-- Records for this task follows --

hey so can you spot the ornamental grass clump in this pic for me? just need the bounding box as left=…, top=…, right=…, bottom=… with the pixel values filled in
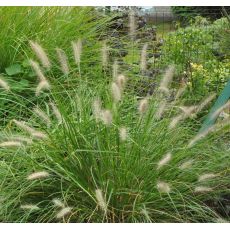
left=0, top=41, right=229, bottom=223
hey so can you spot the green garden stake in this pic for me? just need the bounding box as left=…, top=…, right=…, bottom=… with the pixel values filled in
left=199, top=79, right=230, bottom=133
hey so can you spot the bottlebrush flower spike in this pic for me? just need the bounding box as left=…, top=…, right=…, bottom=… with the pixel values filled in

-- Records for this task concluded --

Line by line, reproduce the material above exactly, leaving each picture out.

**Solution to this task:**
hey so can you spot the ornamental grass clump in this pic for me? just need the bounding box as left=…, top=…, right=…, bottom=… with the pixel values filled in
left=0, top=41, right=229, bottom=223
hey so can you spot the green garden stake in this pic for me? just need the bounding box as left=…, top=…, right=…, bottom=… with the pixel values filled in
left=199, top=79, right=230, bottom=133
hey so can you spot the bottlebrush flower spike in this pic for me? just need the bounding box as left=…, top=…, right=…, bottom=… with the pixel values filled in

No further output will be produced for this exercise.